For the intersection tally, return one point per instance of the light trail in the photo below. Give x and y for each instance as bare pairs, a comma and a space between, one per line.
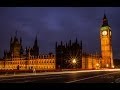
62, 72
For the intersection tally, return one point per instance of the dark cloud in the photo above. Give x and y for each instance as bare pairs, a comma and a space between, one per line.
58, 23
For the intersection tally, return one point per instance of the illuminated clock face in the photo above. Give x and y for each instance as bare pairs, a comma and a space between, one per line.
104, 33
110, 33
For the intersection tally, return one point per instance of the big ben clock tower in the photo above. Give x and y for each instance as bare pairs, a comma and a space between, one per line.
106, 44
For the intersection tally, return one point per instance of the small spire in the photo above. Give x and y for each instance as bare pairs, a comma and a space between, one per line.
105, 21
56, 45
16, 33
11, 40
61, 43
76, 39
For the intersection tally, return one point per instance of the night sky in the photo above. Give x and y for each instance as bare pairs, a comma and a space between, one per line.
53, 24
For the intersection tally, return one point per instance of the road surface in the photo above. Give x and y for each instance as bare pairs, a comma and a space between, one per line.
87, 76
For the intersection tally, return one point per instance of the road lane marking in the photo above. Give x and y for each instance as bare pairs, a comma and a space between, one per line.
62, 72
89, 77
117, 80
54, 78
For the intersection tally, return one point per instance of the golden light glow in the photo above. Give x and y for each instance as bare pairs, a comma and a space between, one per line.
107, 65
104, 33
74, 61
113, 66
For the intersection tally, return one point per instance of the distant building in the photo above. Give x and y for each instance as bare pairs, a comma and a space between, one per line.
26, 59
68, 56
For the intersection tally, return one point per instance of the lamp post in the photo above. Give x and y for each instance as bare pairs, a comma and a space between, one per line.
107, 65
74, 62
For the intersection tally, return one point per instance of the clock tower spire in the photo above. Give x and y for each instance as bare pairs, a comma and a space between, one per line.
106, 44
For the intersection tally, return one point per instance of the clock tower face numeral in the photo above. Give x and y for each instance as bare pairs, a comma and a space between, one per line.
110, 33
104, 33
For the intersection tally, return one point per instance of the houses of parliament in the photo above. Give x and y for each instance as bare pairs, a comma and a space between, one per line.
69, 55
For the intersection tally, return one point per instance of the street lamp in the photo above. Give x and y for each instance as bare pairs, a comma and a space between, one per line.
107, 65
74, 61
......
Copy each line above precisely, dropping the pictures.

> Complete output:
For the intersection tally, return one point per instance of the light trail in the photo below. Give x and y for each instance as bare pairs, a comma and a space between, one per line.
62, 72
For the intersection tally, return one point per instance of the dark cloud in the photo above. Give x and y for each instance as bare pairs, a comma and a space between, one per line.
58, 23
For the intersection tally, return one point per instance of the illuminated clock face in the photo above. Give x and y for each instance as bare pairs, a comma and a space between, one per line.
104, 33
110, 33
For the intersection tally, return one point per instance of the big ben clock tower in the photo above. Give x and y for each instance as bare pairs, a comma and a space between, one per line.
106, 44
For the intersection tally, return one point per instance of the small spire in the photo above. Give x and y for each instance as bare pairs, a comma and a space between, one per line.
105, 21
56, 45
16, 33
11, 40
61, 43
76, 39
For the intersection tally, return one point per instance of the night sky in the photo above. Give x and y for each instance as bare pairs, a comma and a space between, one per line.
53, 24
For the intersection tally, return one point per instance of the road surface in the photo above. Give x and y for each instance as bare pairs, a comma and a space between, one per line.
87, 76
For the intersection tally, return one point per instance of the road lane marking in the photo above. Give x and y for each instance as bare pairs, a comma and a space between, one per line.
62, 72
89, 77
117, 80
54, 78
For the intersection tally, return one point per instance of the golden light glow in the photo above. Give x and y for each instance as bare pairs, a comma and a space between, one per line.
107, 65
104, 33
74, 61
113, 66
For the intersection tally, return one point per instance of the distant building in the photo above. Give x and y for each instance as bare pairs, a comma and a space between, one per line.
26, 59
68, 56
For the intersection tally, return one point per instance of the lamp post in the photo above. Give x and y for each instance as bare pairs, a comma and a space between, one per line.
107, 65
74, 62
For the intersection tally, return one point per instance of the clock tower spire in the photo above. Give x and y for each instance as bare pairs, a comma and a space between, one per line.
106, 44
For the intersection tally, return one point per instance of the clock tower face numeral in the photo above. Give x and y for each instance as bare pairs, a comma and a space between, one per line.
110, 33
104, 33
For the intersection tally, return one point per instance of the houses of parliament in the photo above. Give x and y for each instance as bare pairs, a comma and a space between, one per line.
69, 55
For the intersection tally, return one point per instance of the street lamp in the photo above. Give x and y for each instance as bare pairs, a comma and a space between, one per line.
107, 65
74, 61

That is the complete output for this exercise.